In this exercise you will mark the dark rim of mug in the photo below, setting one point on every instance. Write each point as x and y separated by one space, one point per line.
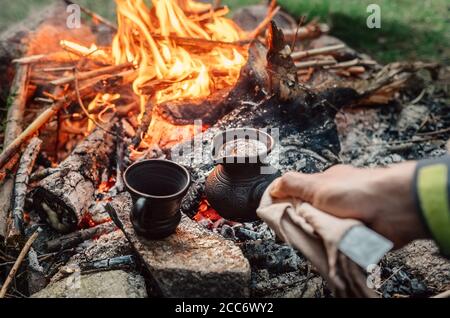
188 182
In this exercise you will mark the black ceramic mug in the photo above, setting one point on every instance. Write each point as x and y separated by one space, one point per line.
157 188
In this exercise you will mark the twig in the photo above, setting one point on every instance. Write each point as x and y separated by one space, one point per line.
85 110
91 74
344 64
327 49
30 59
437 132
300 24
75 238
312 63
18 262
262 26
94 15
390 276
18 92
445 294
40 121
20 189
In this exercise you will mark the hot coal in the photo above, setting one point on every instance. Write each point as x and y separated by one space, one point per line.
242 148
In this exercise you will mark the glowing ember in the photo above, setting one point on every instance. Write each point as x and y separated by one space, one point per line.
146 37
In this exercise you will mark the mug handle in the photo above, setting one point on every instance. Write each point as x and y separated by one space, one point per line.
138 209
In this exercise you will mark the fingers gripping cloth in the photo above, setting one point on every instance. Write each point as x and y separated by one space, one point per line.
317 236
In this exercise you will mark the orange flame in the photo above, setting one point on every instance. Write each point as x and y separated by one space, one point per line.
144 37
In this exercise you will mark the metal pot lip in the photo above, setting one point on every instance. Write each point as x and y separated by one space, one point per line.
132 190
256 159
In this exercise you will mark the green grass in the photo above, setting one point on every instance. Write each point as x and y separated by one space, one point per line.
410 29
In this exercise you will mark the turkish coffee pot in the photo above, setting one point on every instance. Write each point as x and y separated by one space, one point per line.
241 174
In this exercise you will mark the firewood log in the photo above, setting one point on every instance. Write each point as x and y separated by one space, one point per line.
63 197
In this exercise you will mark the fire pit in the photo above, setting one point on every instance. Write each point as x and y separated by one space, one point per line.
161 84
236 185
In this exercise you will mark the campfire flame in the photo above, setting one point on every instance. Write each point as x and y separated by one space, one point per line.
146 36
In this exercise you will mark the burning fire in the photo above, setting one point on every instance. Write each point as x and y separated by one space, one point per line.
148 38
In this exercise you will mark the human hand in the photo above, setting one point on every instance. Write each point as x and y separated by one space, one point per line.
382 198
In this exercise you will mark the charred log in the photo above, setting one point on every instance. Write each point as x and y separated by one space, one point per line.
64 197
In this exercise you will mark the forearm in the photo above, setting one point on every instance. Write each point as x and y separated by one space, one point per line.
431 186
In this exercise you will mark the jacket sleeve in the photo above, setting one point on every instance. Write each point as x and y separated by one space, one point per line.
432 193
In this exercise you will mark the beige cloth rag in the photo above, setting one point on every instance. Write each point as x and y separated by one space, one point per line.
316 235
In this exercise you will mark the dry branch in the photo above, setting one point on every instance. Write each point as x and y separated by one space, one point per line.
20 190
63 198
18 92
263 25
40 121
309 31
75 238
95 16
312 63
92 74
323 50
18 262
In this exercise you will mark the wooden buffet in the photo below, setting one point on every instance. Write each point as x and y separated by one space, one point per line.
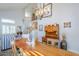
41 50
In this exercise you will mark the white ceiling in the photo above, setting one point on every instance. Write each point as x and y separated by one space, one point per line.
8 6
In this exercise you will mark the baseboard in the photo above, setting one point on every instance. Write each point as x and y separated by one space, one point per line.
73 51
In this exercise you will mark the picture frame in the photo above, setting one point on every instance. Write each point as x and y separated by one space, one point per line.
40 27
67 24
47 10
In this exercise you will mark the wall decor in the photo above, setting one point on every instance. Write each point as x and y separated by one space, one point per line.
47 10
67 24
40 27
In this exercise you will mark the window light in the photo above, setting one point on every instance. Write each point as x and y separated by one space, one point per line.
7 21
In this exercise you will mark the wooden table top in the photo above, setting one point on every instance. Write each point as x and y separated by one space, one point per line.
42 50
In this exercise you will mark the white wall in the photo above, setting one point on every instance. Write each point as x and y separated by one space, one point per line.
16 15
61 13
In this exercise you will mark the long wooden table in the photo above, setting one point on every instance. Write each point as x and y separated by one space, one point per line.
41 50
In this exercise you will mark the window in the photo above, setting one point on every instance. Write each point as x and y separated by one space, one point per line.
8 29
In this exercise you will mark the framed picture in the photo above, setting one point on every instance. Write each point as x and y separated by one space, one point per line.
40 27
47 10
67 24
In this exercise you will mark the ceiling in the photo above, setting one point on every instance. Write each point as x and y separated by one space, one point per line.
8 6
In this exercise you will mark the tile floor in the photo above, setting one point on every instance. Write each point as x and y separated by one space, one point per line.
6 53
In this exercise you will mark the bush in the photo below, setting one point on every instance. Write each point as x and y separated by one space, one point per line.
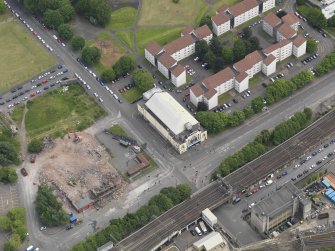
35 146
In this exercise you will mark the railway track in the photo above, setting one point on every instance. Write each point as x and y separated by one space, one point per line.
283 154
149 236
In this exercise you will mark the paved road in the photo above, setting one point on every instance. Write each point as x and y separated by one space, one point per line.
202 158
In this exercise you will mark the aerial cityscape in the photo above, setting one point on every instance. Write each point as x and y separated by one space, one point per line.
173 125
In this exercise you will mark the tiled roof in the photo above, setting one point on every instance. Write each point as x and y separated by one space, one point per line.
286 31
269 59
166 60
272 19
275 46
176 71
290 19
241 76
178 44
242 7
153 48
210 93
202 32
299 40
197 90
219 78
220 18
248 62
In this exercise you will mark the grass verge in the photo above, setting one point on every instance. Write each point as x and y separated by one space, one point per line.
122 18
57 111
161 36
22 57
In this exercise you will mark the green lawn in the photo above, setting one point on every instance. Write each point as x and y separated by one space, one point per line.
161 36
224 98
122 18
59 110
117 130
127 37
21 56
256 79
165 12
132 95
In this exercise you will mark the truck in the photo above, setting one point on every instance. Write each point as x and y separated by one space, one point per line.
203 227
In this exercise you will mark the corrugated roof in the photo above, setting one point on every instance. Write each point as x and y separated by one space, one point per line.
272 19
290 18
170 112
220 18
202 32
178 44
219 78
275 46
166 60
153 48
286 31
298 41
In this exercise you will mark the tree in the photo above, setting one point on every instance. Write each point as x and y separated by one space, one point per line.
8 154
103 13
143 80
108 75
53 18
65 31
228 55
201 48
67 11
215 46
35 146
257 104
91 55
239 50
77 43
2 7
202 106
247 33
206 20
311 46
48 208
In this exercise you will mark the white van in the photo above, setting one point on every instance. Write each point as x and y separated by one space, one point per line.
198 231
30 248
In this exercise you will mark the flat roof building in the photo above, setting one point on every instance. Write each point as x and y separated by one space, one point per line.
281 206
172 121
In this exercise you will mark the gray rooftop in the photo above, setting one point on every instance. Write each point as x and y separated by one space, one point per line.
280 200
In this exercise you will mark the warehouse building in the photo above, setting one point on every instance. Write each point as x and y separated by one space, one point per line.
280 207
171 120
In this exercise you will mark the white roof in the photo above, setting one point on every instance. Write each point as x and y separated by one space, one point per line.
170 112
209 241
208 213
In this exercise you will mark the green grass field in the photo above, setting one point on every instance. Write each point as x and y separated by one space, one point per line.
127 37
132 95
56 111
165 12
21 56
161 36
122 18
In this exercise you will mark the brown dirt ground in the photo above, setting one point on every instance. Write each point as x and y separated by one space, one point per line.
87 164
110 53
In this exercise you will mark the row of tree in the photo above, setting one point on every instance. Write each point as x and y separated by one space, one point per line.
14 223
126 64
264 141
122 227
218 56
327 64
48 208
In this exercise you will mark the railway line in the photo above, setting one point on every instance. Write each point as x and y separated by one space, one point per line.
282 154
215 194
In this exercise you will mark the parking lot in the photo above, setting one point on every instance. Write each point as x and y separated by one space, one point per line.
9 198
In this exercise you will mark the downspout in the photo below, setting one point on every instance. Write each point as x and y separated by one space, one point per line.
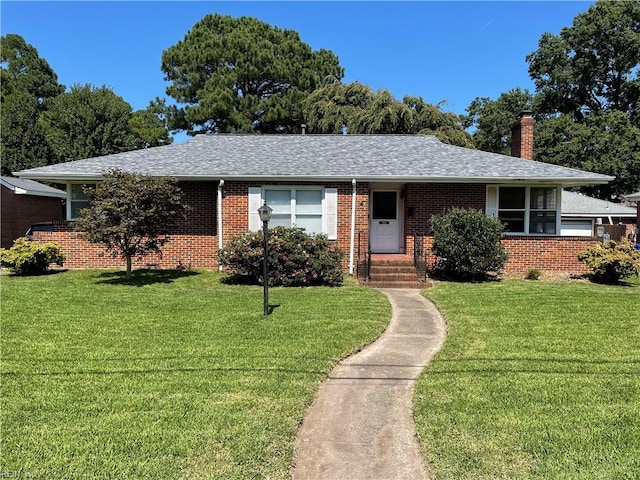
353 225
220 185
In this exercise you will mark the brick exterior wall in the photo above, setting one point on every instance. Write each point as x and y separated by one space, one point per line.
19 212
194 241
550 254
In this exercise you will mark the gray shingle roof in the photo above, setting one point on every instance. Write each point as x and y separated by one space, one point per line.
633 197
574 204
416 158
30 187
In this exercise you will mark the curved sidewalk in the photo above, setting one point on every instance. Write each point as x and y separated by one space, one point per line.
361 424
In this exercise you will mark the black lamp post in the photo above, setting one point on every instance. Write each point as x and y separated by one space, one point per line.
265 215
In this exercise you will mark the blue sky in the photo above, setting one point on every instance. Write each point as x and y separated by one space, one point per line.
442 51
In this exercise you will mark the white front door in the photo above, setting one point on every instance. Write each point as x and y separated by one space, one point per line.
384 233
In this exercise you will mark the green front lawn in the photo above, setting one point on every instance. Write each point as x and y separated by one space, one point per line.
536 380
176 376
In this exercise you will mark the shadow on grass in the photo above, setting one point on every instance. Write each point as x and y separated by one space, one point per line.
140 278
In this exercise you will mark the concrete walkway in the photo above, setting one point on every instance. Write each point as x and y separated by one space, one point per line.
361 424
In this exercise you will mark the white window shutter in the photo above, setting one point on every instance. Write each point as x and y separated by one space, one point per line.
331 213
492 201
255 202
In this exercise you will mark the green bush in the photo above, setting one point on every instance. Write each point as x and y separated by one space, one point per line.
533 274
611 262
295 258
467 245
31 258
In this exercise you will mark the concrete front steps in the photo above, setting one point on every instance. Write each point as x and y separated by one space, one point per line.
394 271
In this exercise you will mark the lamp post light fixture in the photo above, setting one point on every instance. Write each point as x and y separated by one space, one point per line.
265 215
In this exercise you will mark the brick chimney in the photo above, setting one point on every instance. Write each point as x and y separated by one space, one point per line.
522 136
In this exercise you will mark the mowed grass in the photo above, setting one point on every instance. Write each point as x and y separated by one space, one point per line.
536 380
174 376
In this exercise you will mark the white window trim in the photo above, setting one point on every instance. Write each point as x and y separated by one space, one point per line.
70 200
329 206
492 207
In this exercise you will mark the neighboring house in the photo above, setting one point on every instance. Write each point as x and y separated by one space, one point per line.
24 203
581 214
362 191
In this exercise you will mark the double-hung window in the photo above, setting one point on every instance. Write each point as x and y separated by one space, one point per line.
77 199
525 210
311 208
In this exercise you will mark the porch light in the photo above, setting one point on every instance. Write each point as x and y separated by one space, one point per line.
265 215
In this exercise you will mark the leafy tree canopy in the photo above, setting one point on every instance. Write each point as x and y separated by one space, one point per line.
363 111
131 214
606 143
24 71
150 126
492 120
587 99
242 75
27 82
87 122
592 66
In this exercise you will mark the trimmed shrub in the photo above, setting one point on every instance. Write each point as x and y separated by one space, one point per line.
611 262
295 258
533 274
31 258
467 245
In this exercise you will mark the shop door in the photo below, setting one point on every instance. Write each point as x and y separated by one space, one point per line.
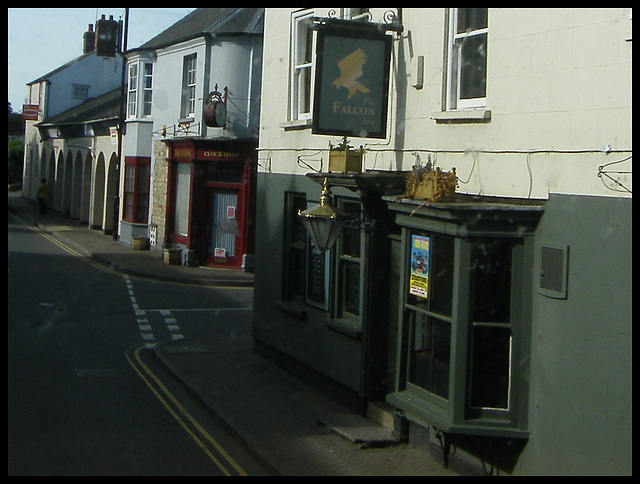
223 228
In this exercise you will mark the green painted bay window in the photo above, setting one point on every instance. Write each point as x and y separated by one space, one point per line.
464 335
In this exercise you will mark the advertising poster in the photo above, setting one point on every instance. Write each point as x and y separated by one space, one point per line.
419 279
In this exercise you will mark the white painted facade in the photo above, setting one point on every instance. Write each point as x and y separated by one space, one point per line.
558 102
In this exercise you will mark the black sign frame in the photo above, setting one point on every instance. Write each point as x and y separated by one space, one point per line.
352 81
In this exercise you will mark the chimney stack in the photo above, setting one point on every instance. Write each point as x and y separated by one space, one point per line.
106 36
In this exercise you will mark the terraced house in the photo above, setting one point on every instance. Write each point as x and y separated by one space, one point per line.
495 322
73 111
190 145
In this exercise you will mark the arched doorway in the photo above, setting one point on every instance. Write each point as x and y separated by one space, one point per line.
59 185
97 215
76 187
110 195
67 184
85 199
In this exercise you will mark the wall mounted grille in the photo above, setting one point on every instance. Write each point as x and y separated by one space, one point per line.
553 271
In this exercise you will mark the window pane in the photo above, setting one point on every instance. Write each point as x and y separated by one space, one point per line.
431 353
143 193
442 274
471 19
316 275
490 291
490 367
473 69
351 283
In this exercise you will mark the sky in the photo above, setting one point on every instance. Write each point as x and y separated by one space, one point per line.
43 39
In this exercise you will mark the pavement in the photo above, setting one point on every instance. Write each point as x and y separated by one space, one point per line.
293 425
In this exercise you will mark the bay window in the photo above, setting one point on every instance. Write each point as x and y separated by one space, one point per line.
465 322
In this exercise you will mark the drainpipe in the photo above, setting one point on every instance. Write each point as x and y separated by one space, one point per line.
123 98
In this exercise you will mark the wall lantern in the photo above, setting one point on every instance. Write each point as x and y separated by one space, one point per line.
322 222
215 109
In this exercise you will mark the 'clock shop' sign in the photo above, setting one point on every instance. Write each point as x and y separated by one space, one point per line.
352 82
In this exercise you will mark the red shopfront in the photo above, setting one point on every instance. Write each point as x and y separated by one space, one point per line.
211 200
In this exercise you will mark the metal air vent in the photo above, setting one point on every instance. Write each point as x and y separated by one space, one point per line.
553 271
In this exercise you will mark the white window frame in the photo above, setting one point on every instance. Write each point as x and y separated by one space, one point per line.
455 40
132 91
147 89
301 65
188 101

> Instructions to follow
In the records above, find the line containing "In this exercise you will mark the 'clock"; please retype it and every line after it through the last line, exactly and with nothing else.

> Complete response
In this exercise you will mark the 'clock shop' sign in the photo above, setting one point on every instance. Write each point as x and y separated by one space, one point per line.
352 82
In this exercise you will mark the red shopfront in the photo above, setting one point on every instance. Write each point as x and y separated by one space, one point per line.
211 200
In this exercise you will mark the metal air vent in the photo above, setting one point on every instance. Write each point as x and y separated by one space, one point per line.
553 271
In this exercise you will mark the white window frame in the photo above, setting one point on every instance. Write each point as x and y separated by one space, one point per line.
455 40
132 91
147 89
301 65
188 101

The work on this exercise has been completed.